= Records for this exercise =
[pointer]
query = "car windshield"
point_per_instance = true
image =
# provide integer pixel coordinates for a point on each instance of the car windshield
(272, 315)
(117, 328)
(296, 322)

= Your goal =
When you reach the line containing "point_per_instance = true" in the data above, retype it and each line after it through the final one, exactly as written.

= Solution below =
point_per_instance = true
image =
# provide integer pixel coordinates for a point on each instance of the car windshield
(272, 315)
(117, 328)
(296, 322)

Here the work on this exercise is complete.